▽

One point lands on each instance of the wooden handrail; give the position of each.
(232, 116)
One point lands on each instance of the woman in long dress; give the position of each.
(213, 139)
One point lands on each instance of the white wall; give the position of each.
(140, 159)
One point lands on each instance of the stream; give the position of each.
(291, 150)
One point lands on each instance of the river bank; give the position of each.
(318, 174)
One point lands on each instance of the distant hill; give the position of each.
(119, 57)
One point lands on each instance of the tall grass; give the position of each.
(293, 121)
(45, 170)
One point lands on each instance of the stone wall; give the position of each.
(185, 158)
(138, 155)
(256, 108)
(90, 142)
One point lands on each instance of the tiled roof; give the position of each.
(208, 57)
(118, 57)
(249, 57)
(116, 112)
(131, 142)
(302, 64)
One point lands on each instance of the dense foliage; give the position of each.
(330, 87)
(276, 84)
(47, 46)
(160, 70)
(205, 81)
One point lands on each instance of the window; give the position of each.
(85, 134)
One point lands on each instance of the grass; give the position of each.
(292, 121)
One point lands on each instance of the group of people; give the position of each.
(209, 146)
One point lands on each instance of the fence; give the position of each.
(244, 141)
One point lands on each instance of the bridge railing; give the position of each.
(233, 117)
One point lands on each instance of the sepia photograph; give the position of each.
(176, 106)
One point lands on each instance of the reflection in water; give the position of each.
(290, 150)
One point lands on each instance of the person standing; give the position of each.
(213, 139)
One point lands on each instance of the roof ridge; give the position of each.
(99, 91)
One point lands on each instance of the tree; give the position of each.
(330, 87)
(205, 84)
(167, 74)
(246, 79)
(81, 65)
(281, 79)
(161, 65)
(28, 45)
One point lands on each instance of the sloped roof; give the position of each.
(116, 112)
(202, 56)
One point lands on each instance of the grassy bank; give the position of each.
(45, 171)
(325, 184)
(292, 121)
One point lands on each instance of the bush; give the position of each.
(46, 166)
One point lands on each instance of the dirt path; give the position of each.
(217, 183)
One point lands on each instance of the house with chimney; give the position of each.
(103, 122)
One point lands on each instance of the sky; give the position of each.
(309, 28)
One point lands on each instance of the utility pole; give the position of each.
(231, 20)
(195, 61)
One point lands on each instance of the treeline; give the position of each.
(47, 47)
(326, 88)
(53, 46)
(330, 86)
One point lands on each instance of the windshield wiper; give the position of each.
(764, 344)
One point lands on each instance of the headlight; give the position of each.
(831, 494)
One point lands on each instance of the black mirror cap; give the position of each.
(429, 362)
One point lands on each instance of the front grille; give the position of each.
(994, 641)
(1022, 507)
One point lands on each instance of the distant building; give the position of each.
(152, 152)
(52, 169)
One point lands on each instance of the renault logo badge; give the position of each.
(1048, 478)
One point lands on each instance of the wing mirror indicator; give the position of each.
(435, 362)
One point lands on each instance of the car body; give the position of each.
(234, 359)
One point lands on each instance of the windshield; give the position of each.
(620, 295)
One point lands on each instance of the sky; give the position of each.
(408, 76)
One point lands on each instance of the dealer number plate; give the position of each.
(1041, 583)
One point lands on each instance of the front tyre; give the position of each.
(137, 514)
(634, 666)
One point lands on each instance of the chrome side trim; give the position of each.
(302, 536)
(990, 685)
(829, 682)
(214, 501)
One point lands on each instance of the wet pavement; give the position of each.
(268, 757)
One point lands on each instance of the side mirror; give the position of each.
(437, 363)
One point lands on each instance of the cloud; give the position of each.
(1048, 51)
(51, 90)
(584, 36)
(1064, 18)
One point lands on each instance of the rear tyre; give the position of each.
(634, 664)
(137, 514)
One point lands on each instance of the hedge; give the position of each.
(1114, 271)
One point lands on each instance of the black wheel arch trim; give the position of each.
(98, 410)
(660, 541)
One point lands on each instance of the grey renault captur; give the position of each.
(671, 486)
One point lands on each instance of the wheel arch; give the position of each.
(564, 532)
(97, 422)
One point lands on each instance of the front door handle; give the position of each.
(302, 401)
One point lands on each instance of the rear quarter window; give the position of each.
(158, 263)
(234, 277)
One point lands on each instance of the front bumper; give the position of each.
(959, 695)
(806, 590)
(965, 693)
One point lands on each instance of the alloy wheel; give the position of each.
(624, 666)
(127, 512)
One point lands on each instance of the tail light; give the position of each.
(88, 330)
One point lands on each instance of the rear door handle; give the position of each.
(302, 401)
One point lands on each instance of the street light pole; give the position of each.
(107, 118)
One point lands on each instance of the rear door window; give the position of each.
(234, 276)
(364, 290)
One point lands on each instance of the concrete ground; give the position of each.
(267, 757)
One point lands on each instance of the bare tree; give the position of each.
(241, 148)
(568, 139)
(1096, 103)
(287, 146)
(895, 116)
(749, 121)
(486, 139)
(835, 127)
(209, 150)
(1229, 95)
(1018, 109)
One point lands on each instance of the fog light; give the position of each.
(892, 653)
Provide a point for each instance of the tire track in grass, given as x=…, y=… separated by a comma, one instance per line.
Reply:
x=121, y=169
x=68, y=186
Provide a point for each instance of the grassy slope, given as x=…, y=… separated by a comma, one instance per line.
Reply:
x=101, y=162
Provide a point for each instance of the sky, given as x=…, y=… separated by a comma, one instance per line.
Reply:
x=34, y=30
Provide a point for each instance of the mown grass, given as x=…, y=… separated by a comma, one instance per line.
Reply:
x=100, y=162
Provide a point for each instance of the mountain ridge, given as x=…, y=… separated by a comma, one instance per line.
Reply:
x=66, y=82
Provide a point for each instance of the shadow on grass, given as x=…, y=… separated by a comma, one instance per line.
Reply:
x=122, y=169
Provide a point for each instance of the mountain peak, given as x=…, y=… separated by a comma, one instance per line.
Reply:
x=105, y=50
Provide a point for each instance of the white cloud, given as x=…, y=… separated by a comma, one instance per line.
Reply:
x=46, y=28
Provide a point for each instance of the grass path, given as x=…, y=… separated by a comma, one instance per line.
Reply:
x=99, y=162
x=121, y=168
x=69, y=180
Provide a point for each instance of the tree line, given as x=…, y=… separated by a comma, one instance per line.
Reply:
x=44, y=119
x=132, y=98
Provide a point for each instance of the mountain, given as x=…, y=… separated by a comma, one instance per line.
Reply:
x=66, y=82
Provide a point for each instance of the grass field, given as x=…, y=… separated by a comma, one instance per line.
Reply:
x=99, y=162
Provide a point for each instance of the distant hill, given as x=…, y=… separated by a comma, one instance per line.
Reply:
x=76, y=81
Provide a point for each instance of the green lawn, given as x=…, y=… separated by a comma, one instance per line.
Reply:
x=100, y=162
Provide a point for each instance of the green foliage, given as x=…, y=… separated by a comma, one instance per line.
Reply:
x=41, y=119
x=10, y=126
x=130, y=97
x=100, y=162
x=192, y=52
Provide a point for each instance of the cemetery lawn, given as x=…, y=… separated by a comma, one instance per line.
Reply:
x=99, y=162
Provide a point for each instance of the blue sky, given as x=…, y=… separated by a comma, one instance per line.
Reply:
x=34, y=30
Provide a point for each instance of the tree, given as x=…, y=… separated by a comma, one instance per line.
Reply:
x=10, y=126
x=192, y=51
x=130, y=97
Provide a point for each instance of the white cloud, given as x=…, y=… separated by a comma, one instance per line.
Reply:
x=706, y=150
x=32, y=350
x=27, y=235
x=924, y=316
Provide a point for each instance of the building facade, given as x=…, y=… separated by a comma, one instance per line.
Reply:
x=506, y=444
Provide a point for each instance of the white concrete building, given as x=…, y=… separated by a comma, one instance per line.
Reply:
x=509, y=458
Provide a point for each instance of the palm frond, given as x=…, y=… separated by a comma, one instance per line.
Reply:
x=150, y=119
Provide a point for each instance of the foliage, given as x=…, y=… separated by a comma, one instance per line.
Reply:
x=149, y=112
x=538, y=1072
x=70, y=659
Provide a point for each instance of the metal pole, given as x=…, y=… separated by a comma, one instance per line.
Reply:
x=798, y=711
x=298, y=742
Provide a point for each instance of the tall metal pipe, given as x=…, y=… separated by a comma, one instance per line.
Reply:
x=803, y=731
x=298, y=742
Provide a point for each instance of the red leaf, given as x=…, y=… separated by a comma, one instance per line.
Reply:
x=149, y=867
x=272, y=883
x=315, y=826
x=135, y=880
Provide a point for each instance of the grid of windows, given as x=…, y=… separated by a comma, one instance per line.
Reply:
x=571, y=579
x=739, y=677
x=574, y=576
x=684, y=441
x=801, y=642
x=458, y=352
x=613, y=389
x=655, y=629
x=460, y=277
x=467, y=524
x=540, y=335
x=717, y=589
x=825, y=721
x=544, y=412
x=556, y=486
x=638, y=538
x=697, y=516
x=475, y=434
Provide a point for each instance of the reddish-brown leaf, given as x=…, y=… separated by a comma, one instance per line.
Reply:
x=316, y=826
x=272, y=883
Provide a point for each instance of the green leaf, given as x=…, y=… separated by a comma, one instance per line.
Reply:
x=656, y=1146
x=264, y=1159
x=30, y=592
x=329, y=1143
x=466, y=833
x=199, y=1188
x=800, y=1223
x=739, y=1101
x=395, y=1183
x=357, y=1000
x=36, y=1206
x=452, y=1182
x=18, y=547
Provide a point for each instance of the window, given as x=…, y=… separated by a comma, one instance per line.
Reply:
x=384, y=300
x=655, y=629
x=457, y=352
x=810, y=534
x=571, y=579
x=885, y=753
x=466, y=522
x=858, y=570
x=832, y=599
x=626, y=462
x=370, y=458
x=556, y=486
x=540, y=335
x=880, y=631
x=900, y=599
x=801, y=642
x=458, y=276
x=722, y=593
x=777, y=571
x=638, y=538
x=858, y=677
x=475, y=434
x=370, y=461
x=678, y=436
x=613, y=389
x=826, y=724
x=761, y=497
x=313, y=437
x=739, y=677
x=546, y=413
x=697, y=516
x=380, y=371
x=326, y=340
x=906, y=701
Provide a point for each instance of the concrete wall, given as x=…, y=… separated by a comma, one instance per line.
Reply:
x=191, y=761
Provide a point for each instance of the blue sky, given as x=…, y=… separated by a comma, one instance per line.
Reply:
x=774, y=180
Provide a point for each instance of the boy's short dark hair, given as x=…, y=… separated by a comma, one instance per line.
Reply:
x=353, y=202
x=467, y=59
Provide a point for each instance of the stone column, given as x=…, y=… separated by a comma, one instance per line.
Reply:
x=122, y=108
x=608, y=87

△

▶ [AIM OF THE EXERCISE]: Look through the material above and print exactly the lines from the one containing "Provide a point for each instance of the tree line, given" to the one containing "Provide a point for each instance of the grass field, given", both included, and nothing more.

▶ [OUTPUT]:
Provide a point for each instance of the tree line, given as x=…, y=… separated by a comma, one instance per line.
Reply:
x=44, y=119
x=132, y=98
Provide a point for each instance of the mountain, given as x=…, y=… separated by a comma, one instance per line.
Reply:
x=66, y=82
Provide a point for each instance of the grass field, given as x=…, y=… separated by a comma, one instance per line.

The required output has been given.